WASHINGTON (JTA) — For the first time, a poll by Gallup found that Democrats are likelier to sympathize with Palestinians than with Israelis, though a majority of Democrats have a favorable view of Israel.

Asked, “In the Middle East situation, are your sympathies more with the Israelis or more with the Palestinians?” 49% of Democrats sympathized more with the Palestinians and 38% sympathized more with the Israelis. An additional 13%, according to the poll, sympathized with neither, both or had no opinion. It was the first time since at least 2001 that more Democrats sympathized with the Palestinians than with the Israelis.

Sympathy for Israelis among Republicans remains strong, with 78% sympathizing more with the Israelis and 11% sympathizing more the Palestinians. Among independents, 49% sympathize with the Israelis and 32% with the Palestinians. Overall, a majority, 54%, of Americans sympathize more with Israelis and 31% sympathize more with Palestinians.

“The resulting 23-point gap in Americans’ sympathy for Israel versus the Palestinians represents Israel’s slimmest advantage on this question in Gallup’s World Affairs poll trend,” Gallup said. “It is also the first time Israel has not enjoyed a better than 2-to-1 advantage over the Palestinians in Americans’ sympathies.”

Majorities of both Republicans and Democrats view Israel favorably, according to Gallup. Overall, with 68% of respondents have a favorable opinion of the country. Among Republicans, 82% view Israel favorably, and the figure among Democrats is 56%.

Last year, sympathies among Democrats in the Israeli-Palestinian conflict were virtually tied, with 40% sympathizing more with Israelis and 38% sympathizing more with the Palestinians. A decade ago, 55% of Democrats sympathized more with Israel, and 19% sympathized more with the Palestinians. Israel’s positive margin in the survey has progressively declined since then.

The trend in recent years, Gallup said in its release Thursday, has been toward increased sympathy toward the Palestinians, but it did not detail what caused the 11% surge in sympathy for the Palestinians among Democrats in the past year.

--- INFORMATION GIVEN ---

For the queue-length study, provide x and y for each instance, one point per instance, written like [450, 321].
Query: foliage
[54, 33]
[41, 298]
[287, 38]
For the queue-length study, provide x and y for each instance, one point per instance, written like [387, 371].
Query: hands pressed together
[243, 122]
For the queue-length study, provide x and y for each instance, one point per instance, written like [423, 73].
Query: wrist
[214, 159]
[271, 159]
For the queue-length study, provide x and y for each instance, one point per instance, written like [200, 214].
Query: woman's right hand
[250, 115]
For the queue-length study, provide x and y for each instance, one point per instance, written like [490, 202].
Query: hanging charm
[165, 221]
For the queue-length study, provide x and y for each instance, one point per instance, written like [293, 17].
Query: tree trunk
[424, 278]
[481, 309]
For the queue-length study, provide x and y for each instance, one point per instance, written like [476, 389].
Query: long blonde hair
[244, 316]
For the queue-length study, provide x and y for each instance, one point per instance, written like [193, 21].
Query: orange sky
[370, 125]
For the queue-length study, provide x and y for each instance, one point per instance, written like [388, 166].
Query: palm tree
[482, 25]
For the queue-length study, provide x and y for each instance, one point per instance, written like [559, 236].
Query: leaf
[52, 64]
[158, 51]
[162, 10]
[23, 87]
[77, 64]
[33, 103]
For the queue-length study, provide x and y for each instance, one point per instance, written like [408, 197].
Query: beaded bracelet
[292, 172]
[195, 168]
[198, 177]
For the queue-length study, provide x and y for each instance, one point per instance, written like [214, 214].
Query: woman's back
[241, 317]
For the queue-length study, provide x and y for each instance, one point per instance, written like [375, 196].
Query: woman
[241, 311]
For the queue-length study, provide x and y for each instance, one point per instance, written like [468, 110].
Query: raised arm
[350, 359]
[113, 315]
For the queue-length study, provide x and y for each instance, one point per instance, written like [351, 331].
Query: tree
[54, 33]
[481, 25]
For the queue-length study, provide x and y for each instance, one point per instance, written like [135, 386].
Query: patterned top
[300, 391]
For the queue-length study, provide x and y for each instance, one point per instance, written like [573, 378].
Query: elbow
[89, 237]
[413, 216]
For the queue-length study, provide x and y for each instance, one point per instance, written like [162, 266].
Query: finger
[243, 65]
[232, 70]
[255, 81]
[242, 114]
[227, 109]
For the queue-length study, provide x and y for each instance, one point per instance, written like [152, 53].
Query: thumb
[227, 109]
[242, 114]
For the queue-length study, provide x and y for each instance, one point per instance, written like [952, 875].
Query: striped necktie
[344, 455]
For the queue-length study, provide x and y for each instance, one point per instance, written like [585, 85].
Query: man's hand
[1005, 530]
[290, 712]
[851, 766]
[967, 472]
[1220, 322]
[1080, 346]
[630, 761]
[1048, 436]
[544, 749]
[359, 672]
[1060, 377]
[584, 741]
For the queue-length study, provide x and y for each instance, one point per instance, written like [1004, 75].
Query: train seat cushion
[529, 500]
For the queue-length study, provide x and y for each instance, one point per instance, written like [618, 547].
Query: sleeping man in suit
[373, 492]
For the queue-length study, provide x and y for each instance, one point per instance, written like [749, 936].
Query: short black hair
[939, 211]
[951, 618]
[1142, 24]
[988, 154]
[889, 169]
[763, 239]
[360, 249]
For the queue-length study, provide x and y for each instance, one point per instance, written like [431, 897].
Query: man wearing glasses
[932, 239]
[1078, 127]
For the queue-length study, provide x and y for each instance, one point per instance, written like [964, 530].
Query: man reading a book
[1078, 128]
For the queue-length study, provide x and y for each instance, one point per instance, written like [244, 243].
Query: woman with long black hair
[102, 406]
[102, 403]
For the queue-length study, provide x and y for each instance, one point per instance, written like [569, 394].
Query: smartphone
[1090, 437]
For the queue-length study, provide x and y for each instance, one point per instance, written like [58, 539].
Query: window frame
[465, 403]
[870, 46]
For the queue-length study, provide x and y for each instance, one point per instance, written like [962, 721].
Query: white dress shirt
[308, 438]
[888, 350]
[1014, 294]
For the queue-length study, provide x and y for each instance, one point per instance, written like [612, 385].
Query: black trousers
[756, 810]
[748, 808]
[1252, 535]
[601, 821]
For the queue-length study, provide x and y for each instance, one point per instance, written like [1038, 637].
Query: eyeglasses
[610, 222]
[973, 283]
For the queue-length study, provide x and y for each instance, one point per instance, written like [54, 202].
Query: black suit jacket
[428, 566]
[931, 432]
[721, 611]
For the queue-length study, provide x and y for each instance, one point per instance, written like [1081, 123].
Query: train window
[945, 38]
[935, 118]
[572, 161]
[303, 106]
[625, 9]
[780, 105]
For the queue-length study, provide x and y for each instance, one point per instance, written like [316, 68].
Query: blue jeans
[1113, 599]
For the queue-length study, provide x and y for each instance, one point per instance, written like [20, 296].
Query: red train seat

--- OBJECTIVES ---
1. From the article on the Gallup poll, pull out the passage that begins with the words containing "WASHINGTON (JTA) —" and ends with "than with the Israelis.".
2. In the article on the Gallup poll, what percentage of Republicans view Israel favorably?

--- OUTPUTS FOR THE TASKS ---
1.
WASHINGTON (JTA) — For the first time, a poll by Gallup found that Democrats are likelier to sympathize with Palestinians than with Israelis, though a majority of Democrats have a favorable view of Israel.

Asked, “In the Middle East situation, are your sympathies more with the Israelis or more with the Palestinians?” 49% of Democrats sympathized more with the Palestinians and 38% sympathized more with the Israelis. An additional 13%, according to the poll, sympathized with neither, both or had no opinion. It was the first time since at least 2001 that more Democrats sympathized with the Palestinians than with the Israelis.

2. 82%